**PETUNJUK:**
Perbarui bagian tulisan tentang Tafsîr al-Mis̱bâẖ yang dibuka dengan kata-kata "M. Quraish Shihab" dan ditutup dengan "al-Mis̱bâẖ sebagai berikut.". Tuliskan lagi bagian itu, tetapi ganti "dosen" dengan "pengajar".

**CUPLIKAN HALAMAN:**
^^^^^^^^

Kamis, 23 April 2020

Mengenal Tafsîr al-Mis̱bâẖ karya Quraish Shihab



M. Quraish Shihab merupakan sosok intelektual yang sangat produktif. Ditengah kesibukannya yang luar-biasa sebagai dosen, pejabat tinggi, dan aktifis organisasi, beliau masih sempat menulis berbagai karya ilmiah yang bernuansa sejuk, sederhana dan mudah dipahami. Karya- karyanya yang telah ditulis baik berupa artikel, rubrik, maupun buku-buku sangat bayak.[1] Diantara tulisannya yang terkenal adalah Tafsîr al-Mis̱bâẖ. Buku ini dapat dikatakan sebagai karya puncak usahanya dalam tulisan. Terdiri dari 15 volume, tafsir ini mulai ditulis pada tahun 1999 hingga akhir tahun 2003. Kehadiran tafsir ini kiranya semakin mengkukuhkannya sebagai tokoh tafsir Indonesia bahkan Asia Tenggara dan dunia. Dan berikut adalah beberapa hal yang lebih terperinci mengenai Tafsîr al-Mis̱bâẖ sebagai berikut.

^^^^^^^^

**DATA TERCATAT:**
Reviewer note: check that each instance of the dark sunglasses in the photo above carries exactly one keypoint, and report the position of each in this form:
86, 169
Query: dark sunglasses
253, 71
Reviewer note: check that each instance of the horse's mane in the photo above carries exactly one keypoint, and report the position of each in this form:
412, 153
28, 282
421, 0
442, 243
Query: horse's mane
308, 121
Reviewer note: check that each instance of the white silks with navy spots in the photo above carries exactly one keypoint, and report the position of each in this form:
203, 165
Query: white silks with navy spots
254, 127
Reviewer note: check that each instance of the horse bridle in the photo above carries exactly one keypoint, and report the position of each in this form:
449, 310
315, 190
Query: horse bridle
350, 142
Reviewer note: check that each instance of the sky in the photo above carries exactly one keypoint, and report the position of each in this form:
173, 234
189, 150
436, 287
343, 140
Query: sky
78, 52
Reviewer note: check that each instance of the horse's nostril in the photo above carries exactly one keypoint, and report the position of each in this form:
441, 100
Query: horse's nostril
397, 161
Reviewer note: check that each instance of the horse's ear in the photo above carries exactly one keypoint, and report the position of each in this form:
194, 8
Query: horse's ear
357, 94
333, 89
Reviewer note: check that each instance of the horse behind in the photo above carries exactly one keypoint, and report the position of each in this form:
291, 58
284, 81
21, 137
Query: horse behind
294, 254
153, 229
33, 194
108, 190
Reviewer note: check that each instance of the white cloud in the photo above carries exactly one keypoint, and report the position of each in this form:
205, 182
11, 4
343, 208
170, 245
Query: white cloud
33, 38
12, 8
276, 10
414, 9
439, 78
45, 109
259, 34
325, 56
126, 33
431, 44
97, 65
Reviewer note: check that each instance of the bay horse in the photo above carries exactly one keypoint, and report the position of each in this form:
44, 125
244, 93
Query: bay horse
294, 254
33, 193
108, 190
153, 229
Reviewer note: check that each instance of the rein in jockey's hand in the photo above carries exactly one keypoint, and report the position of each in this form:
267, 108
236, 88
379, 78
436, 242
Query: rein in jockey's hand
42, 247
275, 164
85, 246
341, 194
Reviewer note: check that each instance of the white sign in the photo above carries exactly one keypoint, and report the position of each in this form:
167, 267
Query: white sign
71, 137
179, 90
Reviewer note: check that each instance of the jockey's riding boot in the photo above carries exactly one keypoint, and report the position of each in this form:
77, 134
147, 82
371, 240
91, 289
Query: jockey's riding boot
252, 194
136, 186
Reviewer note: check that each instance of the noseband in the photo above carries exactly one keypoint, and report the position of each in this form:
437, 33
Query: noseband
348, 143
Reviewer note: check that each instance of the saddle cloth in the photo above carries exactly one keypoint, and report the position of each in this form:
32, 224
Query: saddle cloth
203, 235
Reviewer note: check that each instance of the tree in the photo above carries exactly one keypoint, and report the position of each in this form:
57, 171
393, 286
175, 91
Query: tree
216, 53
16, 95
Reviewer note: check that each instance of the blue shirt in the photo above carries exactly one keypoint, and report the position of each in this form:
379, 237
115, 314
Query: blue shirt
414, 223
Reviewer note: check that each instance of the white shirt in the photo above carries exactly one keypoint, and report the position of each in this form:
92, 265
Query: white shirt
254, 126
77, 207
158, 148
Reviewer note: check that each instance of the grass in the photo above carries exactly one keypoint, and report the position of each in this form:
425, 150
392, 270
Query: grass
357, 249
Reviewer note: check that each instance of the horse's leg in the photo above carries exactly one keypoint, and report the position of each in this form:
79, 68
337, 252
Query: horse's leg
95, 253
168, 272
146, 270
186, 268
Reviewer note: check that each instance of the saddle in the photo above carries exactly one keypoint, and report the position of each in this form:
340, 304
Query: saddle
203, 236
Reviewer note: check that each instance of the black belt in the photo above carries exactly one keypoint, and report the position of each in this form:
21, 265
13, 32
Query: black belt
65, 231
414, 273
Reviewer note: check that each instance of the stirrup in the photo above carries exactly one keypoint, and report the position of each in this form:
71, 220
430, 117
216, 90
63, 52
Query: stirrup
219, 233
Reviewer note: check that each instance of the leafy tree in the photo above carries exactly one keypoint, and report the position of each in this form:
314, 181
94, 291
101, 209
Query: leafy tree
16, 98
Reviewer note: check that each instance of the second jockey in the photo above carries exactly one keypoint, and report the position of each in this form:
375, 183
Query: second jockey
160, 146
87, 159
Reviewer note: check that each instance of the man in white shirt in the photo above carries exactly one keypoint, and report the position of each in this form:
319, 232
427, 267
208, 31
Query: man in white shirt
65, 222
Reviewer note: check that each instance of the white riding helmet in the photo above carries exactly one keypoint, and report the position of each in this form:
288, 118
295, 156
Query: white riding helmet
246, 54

^^^^^^^^

**JAWABAN LATIHAN:**
M. Quraish Shihab merupakan sosok intelektual yang sangat produktif. Ditengah kesibukannya yang luar-biasa sebagai pengajar, pejabat tinggi, dan aktifis organisasi, beliau masih sempat menulis berbagai karya ilmiah yang bernuansa sejuk, sederhana dan mudah dipahami. Karya- karyanya yang telah ditulis baik berupa artikel, rubrik, maupun buku-buku sangat bayak.[1] Diantara tulisannya yang terkenal adalah Tafsîr al-Mis̱bâẖ. Buku ini dapat dikatakan sebagai karya puncak usahanya dalam tulisan. Terdiri dari 15 volume, tafsir ini mulai ditulis pada tahun 1999 hingga akhir tahun 2003. Kehadiran tafsir ini kiranya semakin mengkukuhkannya sebagai tokoh tafsir Indonesia bahkan Asia Tenggara dan dunia. Dan berikut adalah beberapa hal yang lebih terperinci mengenai Tafsîr al-Mis̱bâẖ sebagai berikut.